[Text excerpt Boundary: Start]

In return for this privileged treatment, the engineers set about developing America's first long-range missiles. Von Braun's group moved to Huntsville, Alabama, where they built the rockets which would propel men to the Moon. In 1954 Rudolph was granted US citizenship. As one of von Braun's senior lieutenants, he was appointed programme director for the Saturn V, the most powerful rocket ever built.

After the dramatic success of the first Moon landing, Rudolph retired from Nasa in 1969. A grateful government awarded him the Distinguished Service Medal and the Congressional Medal of Honour. Rudolph retired to California, but his Nazi past came back to haunt him. In 1982, Jewish groups began to investigate his war record after Jean Michel, a former inmate of Nordhausen, condemned him in his book Dora: the hell of all the concentration camps (1975; English edition 1979), suggesting that he should have been hanged for his crimes.

Acting on information which had been in their files for almost 40 years, the US Justice Department belatedly accused him of war crimes involving forced labour at Nordhausen. Rather than be charged and put on public trial, Rudolph returned to Germany. On 25 May 1984 he went to the US consulate in Hamburg and renounced his American citizenship but the news did not become public until October that year. He later said that the Justice Department's Office of Special Investigations had pressured him into signing away his precious right to be an American citizen and attempted to re- enter the United States. However, his bid to obtain a visa so that he could participate in the 20th anniversary celebrations of the Apollo 11 landing was rejected.

[Text excerpt Boundary: End]

## [Instruction 1]
List every four-digit year that appears in the passage on Rudolph's career, in the order they occur.
## [Instruction 2]
Pick up the passage on Rudolph's career where it stops and carry it forward.

[Data for review Boundary: Start]

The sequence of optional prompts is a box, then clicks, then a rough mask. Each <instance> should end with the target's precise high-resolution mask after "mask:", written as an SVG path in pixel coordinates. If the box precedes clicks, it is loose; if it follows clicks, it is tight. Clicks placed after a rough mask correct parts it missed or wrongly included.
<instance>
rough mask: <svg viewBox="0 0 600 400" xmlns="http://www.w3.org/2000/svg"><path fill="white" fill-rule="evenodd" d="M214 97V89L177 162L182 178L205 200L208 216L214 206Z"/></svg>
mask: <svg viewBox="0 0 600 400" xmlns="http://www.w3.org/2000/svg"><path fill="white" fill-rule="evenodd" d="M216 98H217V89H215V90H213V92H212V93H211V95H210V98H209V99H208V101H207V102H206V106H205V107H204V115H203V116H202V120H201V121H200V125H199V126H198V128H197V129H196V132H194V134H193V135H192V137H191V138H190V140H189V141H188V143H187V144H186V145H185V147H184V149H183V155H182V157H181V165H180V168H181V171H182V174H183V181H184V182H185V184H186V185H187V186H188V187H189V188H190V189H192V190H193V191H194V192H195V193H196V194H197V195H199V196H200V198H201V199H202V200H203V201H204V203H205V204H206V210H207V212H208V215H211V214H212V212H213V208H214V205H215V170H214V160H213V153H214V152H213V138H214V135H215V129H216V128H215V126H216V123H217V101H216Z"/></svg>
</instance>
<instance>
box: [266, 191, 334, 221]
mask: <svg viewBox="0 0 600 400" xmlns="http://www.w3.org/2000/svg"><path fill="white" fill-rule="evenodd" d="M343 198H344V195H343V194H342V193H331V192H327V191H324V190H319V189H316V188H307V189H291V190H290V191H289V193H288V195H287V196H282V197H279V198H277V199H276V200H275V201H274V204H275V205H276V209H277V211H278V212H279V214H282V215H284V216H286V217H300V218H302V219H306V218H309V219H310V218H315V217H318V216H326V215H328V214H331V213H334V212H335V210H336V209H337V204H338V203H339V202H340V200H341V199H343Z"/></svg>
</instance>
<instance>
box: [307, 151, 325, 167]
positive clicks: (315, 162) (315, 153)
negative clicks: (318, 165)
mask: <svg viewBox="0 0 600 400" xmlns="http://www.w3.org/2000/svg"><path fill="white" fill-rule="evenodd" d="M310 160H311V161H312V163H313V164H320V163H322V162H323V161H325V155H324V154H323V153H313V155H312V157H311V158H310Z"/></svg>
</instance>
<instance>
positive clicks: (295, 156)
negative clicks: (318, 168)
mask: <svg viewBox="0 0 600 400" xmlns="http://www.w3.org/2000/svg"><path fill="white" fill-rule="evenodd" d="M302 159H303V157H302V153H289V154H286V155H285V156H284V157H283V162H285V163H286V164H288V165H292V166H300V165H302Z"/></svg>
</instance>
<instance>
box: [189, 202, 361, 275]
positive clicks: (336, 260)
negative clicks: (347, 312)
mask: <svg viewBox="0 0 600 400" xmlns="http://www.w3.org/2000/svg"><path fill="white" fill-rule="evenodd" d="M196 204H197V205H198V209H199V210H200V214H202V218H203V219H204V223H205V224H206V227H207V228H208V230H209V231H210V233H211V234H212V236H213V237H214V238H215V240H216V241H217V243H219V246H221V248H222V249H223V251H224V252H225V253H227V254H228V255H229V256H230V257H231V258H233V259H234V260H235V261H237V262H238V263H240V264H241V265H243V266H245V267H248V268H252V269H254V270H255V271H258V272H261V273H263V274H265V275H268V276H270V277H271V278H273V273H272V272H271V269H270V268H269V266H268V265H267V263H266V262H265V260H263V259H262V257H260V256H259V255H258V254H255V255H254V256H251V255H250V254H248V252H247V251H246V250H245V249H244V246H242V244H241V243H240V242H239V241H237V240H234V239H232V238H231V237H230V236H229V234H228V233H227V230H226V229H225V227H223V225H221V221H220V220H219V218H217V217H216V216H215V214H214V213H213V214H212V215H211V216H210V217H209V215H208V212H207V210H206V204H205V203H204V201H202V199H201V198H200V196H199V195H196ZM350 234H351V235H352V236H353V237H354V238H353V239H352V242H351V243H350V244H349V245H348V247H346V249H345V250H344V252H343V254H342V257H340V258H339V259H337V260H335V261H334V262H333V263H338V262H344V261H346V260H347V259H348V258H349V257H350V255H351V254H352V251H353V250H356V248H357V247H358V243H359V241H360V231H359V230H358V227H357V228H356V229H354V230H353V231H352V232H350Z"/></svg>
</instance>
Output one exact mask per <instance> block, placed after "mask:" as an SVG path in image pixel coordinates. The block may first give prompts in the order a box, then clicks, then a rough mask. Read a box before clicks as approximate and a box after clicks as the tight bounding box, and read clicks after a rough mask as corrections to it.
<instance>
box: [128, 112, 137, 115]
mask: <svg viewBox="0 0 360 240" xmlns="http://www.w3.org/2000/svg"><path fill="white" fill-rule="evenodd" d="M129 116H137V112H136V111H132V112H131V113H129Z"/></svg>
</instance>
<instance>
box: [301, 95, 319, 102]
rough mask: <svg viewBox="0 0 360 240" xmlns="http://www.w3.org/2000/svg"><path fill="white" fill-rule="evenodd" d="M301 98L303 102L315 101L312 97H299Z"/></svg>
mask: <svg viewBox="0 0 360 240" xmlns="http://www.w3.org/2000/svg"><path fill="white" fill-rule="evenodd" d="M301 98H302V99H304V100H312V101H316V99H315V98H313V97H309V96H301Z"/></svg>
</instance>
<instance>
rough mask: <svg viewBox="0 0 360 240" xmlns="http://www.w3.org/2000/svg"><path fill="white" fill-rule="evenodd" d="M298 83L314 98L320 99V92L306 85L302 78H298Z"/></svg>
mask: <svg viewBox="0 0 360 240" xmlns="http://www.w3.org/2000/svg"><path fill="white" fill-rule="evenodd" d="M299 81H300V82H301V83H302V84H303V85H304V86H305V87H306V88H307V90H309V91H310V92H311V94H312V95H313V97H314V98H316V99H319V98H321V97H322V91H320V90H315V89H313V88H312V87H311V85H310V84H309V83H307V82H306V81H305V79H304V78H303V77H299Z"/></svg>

[Data for review Boundary: End]

## [Task response 1]
1954, 1969, 1982, 1975, 1979, 1984

## [Task response 2]
In 1990, he went to Canada to meet with supporters of his cause, but, after an immigration hearing, he was forced to leave the country. Rudolph claimed that he was unaware of any executions or mistreatment of workers at Nordhausen, and that he tried to obtain extra rations for the workers and improve their conditions. This version was rejected by Jewish investigators, who declared his involvement in a mass hanging of slave workers which took place outside his office.

To the end, Rudolph angrily denounced what he saw as the exploitation and rejection he suffered from the US government. "They only wanted me for what I could do," he said, "and when it was finished they did not care what happened to me."

Peter Bond

Arthur Rudolph, rocket scientist: born 9 November 1906; married (one daughter); died Hamburg 1 January 1996.